Required task 1 —
Check the three statements below against the mwifiex firmware crash thread. For each, answer yes or no and quote the words that decide it.
(a) The Surface Pro 2017 uses an 88W8997 chip.
(b) Pali Rohár sees similar firmware crashes when the wifi card is set to SDIO mode.
(c) Firmware crashes are described as a new problem on the Surface devices.
Required task 2 —
Carry on the mwifiex firmware crash thread, picking up right after its last line.

Provided passage —
================
Re: mwifiex firmware crash

From: Dave Olsthoorn
Date: Wed May 19 2021 - 15:20:29 EST


Hi,

I'll drop some of the people since this is a sub-thread of the original, I'll keep the lists for access to this using lore.kernel.org.

On 2021-05-15 18:53, Pali Rohár wrote:
Hello!

On Saturday 15 May 2021 18:32:30 Dave Olsthoorn wrote:
Hi,

On 2021-05-15 17:40, Pali Rohár wrote:
> On Saturday 15 May 2021 17:10:31 Dave Olsthoorn wrote:
> > The firmware still seems to crash quicker than previously, but
> > that's a
> > unrelated problem.
>
> Hello! Do you have some more details (or links) about mentioned firmware
> crash?

Sure, firmware crashes have always been a problem on the Surface devices.

What wifi chip you have on these devices? Because very similar firmware
crashes I see on 88W8997 chip (also with mwifiex) when wifi card is
configured in SDIO mode (not PCIe).


The Surface Pro 2017 has an 88W8897.
================
Listing —
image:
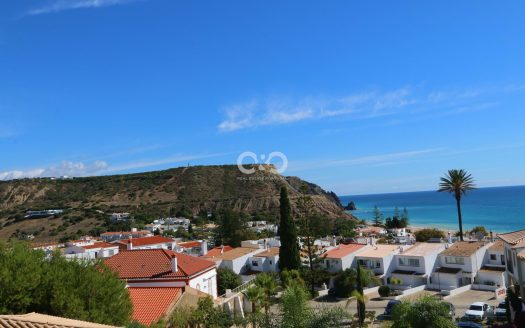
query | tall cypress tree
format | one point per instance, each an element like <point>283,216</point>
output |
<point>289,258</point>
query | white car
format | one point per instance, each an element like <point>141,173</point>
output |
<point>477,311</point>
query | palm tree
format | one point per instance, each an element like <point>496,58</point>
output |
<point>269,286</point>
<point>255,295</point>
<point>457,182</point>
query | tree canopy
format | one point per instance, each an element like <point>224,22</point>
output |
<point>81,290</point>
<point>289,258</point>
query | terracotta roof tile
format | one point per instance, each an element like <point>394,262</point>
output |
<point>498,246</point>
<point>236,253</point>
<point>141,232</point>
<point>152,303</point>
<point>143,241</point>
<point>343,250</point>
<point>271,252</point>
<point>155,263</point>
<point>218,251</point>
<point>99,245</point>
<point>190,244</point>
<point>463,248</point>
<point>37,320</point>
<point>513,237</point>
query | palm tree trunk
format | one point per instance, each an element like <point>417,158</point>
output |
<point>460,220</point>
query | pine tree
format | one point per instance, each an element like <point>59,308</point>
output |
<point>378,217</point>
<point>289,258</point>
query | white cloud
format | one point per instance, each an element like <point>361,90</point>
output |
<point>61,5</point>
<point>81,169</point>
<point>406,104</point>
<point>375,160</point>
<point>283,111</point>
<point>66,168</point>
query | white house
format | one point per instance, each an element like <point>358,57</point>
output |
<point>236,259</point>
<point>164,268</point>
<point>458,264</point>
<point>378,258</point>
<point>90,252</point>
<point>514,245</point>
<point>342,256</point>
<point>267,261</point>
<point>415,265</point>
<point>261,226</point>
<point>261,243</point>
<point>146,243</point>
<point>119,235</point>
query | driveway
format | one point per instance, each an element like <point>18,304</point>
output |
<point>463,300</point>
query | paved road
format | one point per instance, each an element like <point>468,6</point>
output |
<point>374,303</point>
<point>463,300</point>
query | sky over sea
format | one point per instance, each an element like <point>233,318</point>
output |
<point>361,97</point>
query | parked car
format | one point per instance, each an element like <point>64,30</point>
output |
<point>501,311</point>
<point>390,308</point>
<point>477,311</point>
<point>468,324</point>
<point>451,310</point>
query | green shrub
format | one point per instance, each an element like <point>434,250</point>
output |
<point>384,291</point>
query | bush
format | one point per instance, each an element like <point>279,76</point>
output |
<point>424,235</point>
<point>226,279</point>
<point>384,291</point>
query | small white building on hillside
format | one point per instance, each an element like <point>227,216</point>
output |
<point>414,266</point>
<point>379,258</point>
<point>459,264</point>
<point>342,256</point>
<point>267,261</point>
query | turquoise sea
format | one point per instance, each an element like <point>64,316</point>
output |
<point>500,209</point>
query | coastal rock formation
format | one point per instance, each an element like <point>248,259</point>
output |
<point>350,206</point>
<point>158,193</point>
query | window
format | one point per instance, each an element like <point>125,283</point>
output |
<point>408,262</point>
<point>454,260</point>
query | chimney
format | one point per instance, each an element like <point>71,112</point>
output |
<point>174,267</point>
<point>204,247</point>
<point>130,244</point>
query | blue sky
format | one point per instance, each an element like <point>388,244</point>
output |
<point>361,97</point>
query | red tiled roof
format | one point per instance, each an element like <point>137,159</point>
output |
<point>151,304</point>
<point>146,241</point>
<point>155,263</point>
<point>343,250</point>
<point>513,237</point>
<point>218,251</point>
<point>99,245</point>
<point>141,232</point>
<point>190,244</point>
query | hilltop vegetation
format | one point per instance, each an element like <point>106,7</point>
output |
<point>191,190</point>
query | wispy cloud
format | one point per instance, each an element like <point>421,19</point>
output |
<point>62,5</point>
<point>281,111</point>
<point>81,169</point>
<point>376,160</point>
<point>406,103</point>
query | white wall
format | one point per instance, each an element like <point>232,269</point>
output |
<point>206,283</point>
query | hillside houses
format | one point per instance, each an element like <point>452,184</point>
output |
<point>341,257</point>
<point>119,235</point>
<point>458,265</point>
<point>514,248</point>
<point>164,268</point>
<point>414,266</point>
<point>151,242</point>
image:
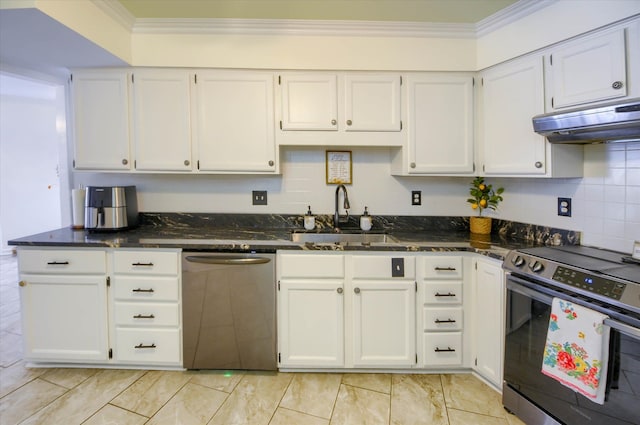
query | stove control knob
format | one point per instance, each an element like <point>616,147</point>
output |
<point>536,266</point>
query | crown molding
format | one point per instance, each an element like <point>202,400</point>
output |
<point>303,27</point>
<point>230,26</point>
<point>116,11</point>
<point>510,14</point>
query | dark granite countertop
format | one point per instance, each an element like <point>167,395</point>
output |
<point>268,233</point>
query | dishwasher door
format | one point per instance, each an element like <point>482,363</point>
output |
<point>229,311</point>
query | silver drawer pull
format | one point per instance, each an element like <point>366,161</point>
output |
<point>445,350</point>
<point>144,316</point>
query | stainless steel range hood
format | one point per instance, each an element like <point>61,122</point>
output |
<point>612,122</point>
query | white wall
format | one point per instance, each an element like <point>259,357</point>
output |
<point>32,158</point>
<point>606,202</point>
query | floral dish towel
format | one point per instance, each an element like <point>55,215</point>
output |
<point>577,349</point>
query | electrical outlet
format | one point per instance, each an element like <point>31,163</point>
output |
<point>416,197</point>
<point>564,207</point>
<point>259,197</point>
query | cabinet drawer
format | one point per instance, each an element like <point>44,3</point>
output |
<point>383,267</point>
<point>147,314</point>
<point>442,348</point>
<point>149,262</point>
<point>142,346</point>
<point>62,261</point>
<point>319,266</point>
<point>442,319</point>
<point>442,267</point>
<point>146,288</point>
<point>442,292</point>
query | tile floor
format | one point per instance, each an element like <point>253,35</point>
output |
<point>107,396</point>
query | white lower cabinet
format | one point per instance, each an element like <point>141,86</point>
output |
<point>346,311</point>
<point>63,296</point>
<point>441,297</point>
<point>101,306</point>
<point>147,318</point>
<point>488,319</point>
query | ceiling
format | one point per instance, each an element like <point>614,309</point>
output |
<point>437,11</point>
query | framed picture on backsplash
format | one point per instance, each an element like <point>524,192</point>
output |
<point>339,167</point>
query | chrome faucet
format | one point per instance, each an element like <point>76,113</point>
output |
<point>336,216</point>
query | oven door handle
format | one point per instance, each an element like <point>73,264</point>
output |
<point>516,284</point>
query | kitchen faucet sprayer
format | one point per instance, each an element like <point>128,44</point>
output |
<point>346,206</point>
================
Final result 1 —
(a) No: "The Surface Pro 2017 has an 88W8897."
(b) Yes: "when wifi card is configured in SDIO mode (not PCIe)"
(c) No: "firmware crashes have always been a problem on the Surface devices."

Final result 2 —
I know that there are new version of firmwares for these 88W8xxx chips,
but they are available only under NXP NDA and only for NXP customers.
So it looks like that end users with NXP wifi chips are out of luck.

They seem to be related, at least for some of the crashes, to power
management. For this reason I disabled powersaving in NetworkManager which
used to make it at least stable enough for me, in 5.13 this trick does not
seem to work.

The dmesg log attached shows a firmware crash happening, the card does not
work even after a reset or remove & rescan on the pci(e) bus.

Similar issue, card start working again only after whole system restart.

So this is something which can be resolved only in NXP.

After a conversation with the author of the patches, the problem is not the power management itself (for most hardware revisions [1]) but a race where pci commands are being written while the device is being put to sleep. A fix for this problem is included in the patches which make all pci commands synchronous instead of asynchronous [2].

After that a the wakeup patch seems relevant [3].

<snip>
There are patches [1] which have not been submitted yet and where developed
as part of the linux-surface effort [2]. From my experience these patches
resolve most if not all of the firmware crashes.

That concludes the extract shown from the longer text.